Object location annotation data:
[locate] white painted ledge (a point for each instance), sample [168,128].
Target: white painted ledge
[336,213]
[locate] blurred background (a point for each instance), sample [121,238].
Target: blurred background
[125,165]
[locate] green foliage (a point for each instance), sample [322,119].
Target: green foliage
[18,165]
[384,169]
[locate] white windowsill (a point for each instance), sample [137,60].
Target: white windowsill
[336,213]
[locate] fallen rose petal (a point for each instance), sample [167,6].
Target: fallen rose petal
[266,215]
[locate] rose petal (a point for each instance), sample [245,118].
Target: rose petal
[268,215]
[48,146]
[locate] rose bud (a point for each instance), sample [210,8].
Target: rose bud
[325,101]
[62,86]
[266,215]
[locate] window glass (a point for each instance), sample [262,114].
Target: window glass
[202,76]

● **Short task**
Please rewrite all the rows above, swapping each "window glass" for "windowpane" and leaving everything else unchanged.

● **Solution for this task**
[locate] white painted ledge (a point for each instance), sample [168,128].
Target: white painted ledge
[336,213]
[locate] blurred background (a point for each instance), sample [121,238].
Target: blurred background
[125,165]
[locate] green foliage (a point for each instance), sample [322,119].
Target: green foliage
[18,165]
[384,169]
[locate] white windowsill (a point for each instance), sample [137,60].
Target: white windowsill
[336,213]
[locate] fallen rose petal (a point for each instance), sample [167,6].
Target: fallen rose petal
[266,215]
[locate] rose petal (a point for each instance), sample [245,118].
Target: rose petal
[268,215]
[48,146]
[locate] rose bud (a point for each instance), sample [210,8].
Target: rose bud
[325,101]
[62,86]
[266,215]
[locate] windowpane (a point for each instance), sample [262,114].
Target: windowpane
[202,76]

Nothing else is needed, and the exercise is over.